(Problem details) Rewrite the listing below with every "snout" changed to "nose", keeping all other text the same.

(Extracted entries)
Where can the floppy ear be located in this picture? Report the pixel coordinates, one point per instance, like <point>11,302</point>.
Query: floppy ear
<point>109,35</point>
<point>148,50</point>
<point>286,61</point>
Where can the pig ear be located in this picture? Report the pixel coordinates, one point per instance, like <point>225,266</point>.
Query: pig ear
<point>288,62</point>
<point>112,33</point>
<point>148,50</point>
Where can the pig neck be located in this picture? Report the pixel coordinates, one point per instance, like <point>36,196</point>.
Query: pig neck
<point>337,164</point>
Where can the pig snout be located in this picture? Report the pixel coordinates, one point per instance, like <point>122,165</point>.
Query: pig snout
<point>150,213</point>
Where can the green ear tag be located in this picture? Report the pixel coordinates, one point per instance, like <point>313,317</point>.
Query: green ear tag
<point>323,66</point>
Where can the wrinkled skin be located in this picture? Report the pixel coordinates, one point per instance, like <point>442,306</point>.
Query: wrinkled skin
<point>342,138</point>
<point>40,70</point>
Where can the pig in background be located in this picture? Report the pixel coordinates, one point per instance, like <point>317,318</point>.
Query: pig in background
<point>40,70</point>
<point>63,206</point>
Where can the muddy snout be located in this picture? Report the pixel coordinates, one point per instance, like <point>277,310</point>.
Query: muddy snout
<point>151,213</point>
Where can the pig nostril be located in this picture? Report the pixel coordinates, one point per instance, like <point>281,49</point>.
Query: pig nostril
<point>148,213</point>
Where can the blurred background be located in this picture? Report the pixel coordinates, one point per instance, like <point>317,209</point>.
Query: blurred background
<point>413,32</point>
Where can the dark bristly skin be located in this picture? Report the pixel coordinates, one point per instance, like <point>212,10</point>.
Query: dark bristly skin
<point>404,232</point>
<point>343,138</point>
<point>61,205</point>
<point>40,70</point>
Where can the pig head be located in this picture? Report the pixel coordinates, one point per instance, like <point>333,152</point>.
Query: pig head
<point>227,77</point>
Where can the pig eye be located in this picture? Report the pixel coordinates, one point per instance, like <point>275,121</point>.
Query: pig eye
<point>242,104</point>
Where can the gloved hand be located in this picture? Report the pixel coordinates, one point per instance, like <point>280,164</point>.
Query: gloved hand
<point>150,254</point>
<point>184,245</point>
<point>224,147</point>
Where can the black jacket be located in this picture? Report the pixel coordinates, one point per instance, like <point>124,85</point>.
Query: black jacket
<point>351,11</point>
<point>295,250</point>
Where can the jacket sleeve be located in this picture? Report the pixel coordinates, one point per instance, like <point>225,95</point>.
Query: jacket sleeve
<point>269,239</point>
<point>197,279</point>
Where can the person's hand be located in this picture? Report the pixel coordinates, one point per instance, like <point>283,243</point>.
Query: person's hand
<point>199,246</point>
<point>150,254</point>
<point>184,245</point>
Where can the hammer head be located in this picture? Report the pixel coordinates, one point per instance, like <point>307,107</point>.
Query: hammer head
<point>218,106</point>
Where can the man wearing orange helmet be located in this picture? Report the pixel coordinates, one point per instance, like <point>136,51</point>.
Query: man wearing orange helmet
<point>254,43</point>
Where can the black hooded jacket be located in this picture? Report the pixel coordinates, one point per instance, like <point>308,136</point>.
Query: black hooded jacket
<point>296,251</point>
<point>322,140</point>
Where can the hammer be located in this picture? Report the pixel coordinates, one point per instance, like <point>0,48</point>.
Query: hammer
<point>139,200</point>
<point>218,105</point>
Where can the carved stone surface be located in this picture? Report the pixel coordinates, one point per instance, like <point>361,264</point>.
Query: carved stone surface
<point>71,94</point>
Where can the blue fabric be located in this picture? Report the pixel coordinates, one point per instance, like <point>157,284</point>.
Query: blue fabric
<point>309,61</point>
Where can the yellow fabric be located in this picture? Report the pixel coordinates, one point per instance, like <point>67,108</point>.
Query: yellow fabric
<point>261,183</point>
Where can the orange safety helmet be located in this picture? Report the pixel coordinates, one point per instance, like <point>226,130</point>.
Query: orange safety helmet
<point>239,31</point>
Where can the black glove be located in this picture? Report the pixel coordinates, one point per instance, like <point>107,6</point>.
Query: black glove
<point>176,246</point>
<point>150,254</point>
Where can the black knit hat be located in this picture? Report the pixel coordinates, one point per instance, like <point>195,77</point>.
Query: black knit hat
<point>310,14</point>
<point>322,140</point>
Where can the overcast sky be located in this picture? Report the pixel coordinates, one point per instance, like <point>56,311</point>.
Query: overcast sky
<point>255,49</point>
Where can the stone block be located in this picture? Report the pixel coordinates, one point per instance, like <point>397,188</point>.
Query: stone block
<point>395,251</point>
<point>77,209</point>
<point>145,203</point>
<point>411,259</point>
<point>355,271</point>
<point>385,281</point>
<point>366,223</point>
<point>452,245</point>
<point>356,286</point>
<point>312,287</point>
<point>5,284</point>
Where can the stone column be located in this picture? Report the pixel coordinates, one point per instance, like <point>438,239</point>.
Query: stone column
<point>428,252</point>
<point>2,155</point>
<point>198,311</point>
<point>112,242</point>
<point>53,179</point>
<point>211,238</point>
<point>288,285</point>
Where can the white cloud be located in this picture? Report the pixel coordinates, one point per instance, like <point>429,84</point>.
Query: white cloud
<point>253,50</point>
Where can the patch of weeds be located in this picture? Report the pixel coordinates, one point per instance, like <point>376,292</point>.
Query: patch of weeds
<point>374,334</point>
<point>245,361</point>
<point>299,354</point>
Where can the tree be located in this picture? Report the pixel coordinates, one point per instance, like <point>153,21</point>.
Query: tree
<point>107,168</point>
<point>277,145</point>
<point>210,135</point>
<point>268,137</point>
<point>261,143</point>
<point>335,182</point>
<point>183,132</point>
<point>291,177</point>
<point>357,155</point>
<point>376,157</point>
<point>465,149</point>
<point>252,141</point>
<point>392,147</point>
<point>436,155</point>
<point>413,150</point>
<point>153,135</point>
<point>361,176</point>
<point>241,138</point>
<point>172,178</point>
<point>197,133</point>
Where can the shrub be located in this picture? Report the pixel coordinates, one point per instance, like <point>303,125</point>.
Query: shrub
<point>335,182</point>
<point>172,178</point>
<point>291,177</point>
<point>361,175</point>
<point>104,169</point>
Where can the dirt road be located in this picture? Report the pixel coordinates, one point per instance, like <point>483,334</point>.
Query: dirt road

(Full response)
Where can the floppy ear be located in this picture? Report the pixel coordinates, one point per instance, like <point>11,302</point>.
Query: floppy ear
<point>109,35</point>
<point>148,50</point>
<point>286,61</point>
Where can the pig ear be located in this picture? Report the pixel coordinates, one point per instance, like <point>225,266</point>.
Query: pig ear
<point>288,62</point>
<point>112,33</point>
<point>148,50</point>
Where can the pig neck be located in this picture? Report the pixel coordinates, one point per instance, like <point>36,196</point>.
Query: pig neck
<point>337,164</point>
Where can the pig nose be located in this picture? Report the pixel coordinates, one point per instance, like <point>122,165</point>.
Query: pig nose
<point>150,213</point>
Where can the green ear tag be located in this picture? Report the pixel coordinates, one point per instance, like <point>313,317</point>.
Query: green ear tag
<point>323,66</point>
Where can the wrinkled skin be located in this picture? Report the pixel coordinates, one point per instance, like <point>442,306</point>.
Query: wrinkled skin
<point>342,138</point>
<point>40,70</point>
Where can the pig in background be located in this picture? Report the pixel coordinates, one point per instance, like <point>317,318</point>.
Query: pig in background
<point>40,70</point>
<point>63,206</point>
Where can the muddy nose be located in this picture? Report the pixel coordinates, one point per instance, like <point>277,310</point>.
Query: muddy nose
<point>151,213</point>
Where can the pig nostril be located in this picture? Report the pixel coordinates, one point per instance, like <point>281,49</point>.
Query: pig nostril
<point>148,213</point>
Where can the blurred background be located in this picture? Report the pixel coordinates, one point per instance, like <point>317,209</point>.
Query: blurred background
<point>413,32</point>
Where can the dark bristly skin be located in this picture? Report the pixel coordinates, one point per instance, like <point>212,10</point>.
Query: dark bristly skin
<point>404,232</point>
<point>343,138</point>
<point>61,205</point>
<point>40,70</point>
Where can the pig head be located in this picture? Report the pixel coordinates, one point per instance, like <point>333,152</point>.
Query: pig head
<point>227,77</point>
Where can the pig eye be located in this picture? Report the pixel coordinates, one point per instance, like <point>275,121</point>.
Query: pig eye
<point>242,104</point>
Where can the gloved hand be located in this picture? Report the pixel coordinates, one point per instance, like <point>280,164</point>.
Query: gloved hand
<point>150,254</point>
<point>184,245</point>
<point>224,147</point>
Where can the black jacket be located in this picture? Report the pixel coordinates, one point per instance, like <point>124,85</point>.
Query: black jacket
<point>351,11</point>
<point>295,250</point>
Where can the jacket sleeve be located in this picture? Report the pixel coordinates, one point per instance, like <point>225,95</point>.
Query: jacket sleeve
<point>269,239</point>
<point>197,279</point>
Where can the person's hand be located in this picture? Report the pixel coordinates, one point per instance, like <point>283,243</point>.
Query: person's hand
<point>199,246</point>
<point>150,254</point>
<point>184,245</point>
Where can the hammer head be located in this picture? Report the pixel coordinates, one point per instance, like <point>307,107</point>.
Query: hammer head
<point>218,106</point>
Where can the man wearing orange helmet be located in this picture? Report the pixel coordinates, one point per instance, like <point>136,51</point>.
Query: man wearing orange helmet
<point>254,43</point>
Where can the black hooded jacket be located in this picture? Report the pixel coordinates, one point per instance, like <point>308,136</point>.
Query: black hooded jacket
<point>296,251</point>
<point>322,140</point>
Where can the hammer be located in this picture? Report the pixel coordinates, one point per instance, like <point>0,48</point>.
Query: hammer
<point>139,200</point>
<point>218,105</point>
Where can the carved stone surface be located in this picture? Report the pixel coordinates, one point per instance, like <point>361,264</point>.
Query: carved stone surface
<point>71,94</point>
Where can the blue fabric be located in this picture? Report the pixel coordinates, one point per instance, like <point>157,284</point>.
Query: blue fabric
<point>309,61</point>
Where can the yellow fabric be located in this picture? Report the pixel coordinates, one point per instance, like <point>67,108</point>.
Query: yellow fabric
<point>261,183</point>
Where can the orange safety helmet be located in this picture? Report the pixel coordinates, one point per instance, like <point>226,130</point>.
Query: orange safety helmet
<point>239,31</point>
Where can the black glove be located in this picture? Report the pixel coordinates, one point per instance, like <point>107,6</point>.
Query: black glove
<point>176,246</point>
<point>150,254</point>
Where can the black knit hat be located in this picture? Report the pixel coordinates, one point per instance, like <point>195,77</point>.
Query: black knit hat
<point>310,14</point>
<point>322,140</point>
Where can the overcast sky be located in this picture? Report the pixel coordinates, one point per instance, like <point>56,311</point>.
Query: overcast sky
<point>255,49</point>
Where can the stone block be located in this picture? Report the pixel coordinates, one point per instance, like <point>397,188</point>.
Query: stone block
<point>395,251</point>
<point>77,209</point>
<point>145,203</point>
<point>411,259</point>
<point>355,271</point>
<point>385,281</point>
<point>366,223</point>
<point>452,245</point>
<point>356,286</point>
<point>312,287</point>
<point>5,284</point>
Where can the stone column be located in this picture? Report the pixel coordinates, one point per instance, like <point>438,239</point>.
Query: stone column
<point>428,252</point>
<point>2,155</point>
<point>198,311</point>
<point>112,242</point>
<point>53,179</point>
<point>211,238</point>
<point>288,285</point>
Where can the white cloud be located in this picture? Report the pixel coordinates, one point per instance, like <point>429,84</point>.
Query: white cloud
<point>253,50</point>
Where can the patch of weeds be located in this picture? Report the pixel coordinates, one point per instance, like <point>376,292</point>.
Query: patch of weeds
<point>374,334</point>
<point>245,361</point>
<point>299,354</point>
Where can the tree be located in this picture? Report the pixel coordinates, one point per instance, like <point>153,21</point>.
Query: tree
<point>107,168</point>
<point>277,145</point>
<point>210,135</point>
<point>268,137</point>
<point>261,143</point>
<point>335,182</point>
<point>183,132</point>
<point>291,177</point>
<point>357,155</point>
<point>376,157</point>
<point>465,149</point>
<point>252,141</point>
<point>392,147</point>
<point>436,155</point>
<point>413,150</point>
<point>153,135</point>
<point>361,176</point>
<point>241,138</point>
<point>172,178</point>
<point>197,133</point>
Where can the shrub be located in this picture? Report the pixel coordinates, one point per instance, like <point>303,125</point>.
Query: shrub
<point>335,182</point>
<point>172,178</point>
<point>291,177</point>
<point>361,175</point>
<point>104,169</point>
Where can the dirt road be located in this picture? Report the pixel coordinates, one point per instance, like <point>483,334</point>.
Query: dirt road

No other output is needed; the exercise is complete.